> Work item
Transcribe the records that follow. Keep every word exactly, and drop the pictures.

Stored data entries

- - -

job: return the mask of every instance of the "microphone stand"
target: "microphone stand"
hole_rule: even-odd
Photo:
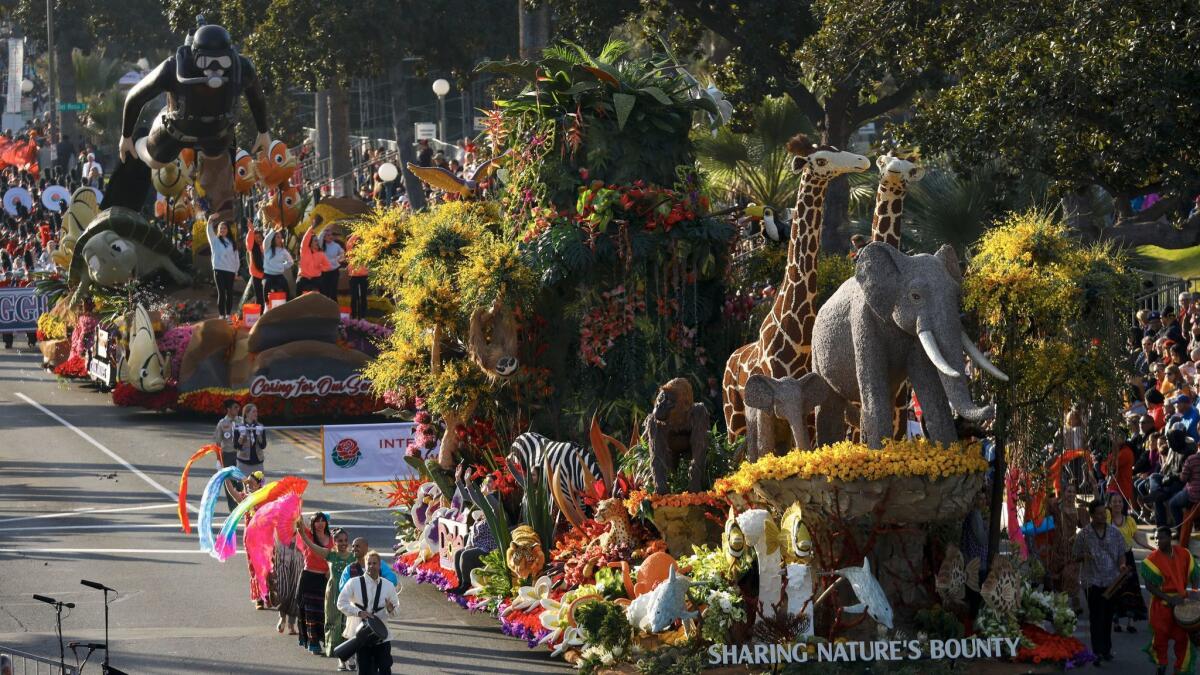
[[[37,600],[39,602],[44,602],[47,605],[54,606],[54,626],[55,626],[55,633],[58,635],[58,667],[59,667],[60,672],[65,673],[65,672],[67,672],[67,654],[66,654],[66,651],[63,649],[62,611],[63,611],[63,607],[66,605],[70,605],[71,608],[74,609],[75,603],[59,602],[58,600],[55,600],[54,598],[48,598],[44,595],[34,595],[33,599]]]
[[[108,655],[109,655],[109,649],[108,649],[108,594],[109,593],[115,594],[117,591],[116,591],[116,589],[109,588],[108,586],[105,586],[104,584],[97,583],[95,581],[88,581],[87,579],[80,579],[79,583],[81,583],[84,586],[87,586],[89,588],[94,588],[94,589],[104,593],[104,663],[101,664],[101,667],[103,668],[102,672],[107,673],[110,670],[109,665],[108,665]]]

- - -

> Solution to this exercise
job: return the mask of every instance of the "microphone stand"
target: "microphone stand"
hole_rule: even-odd
Photo:
[[[37,600],[39,602],[44,602],[47,605],[54,606],[54,626],[55,626],[55,633],[58,635],[58,667],[59,667],[60,672],[65,673],[65,672],[67,672],[67,654],[66,654],[66,651],[63,649],[62,611],[63,611],[63,607],[66,605],[70,605],[71,608],[74,609],[75,603],[59,602],[58,600],[55,600],[54,598],[48,598],[44,595],[34,595],[33,599]]]
[[[108,655],[109,655],[109,649],[108,649],[108,594],[109,593],[115,594],[117,591],[116,591],[116,589],[109,588],[108,586],[105,586],[104,584],[97,583],[95,581],[88,581],[87,579],[80,579],[79,583],[81,583],[84,586],[87,586],[89,588],[94,588],[94,589],[104,593],[104,663],[101,664],[101,667],[103,668],[102,672],[107,673],[110,670],[109,665],[108,665]]]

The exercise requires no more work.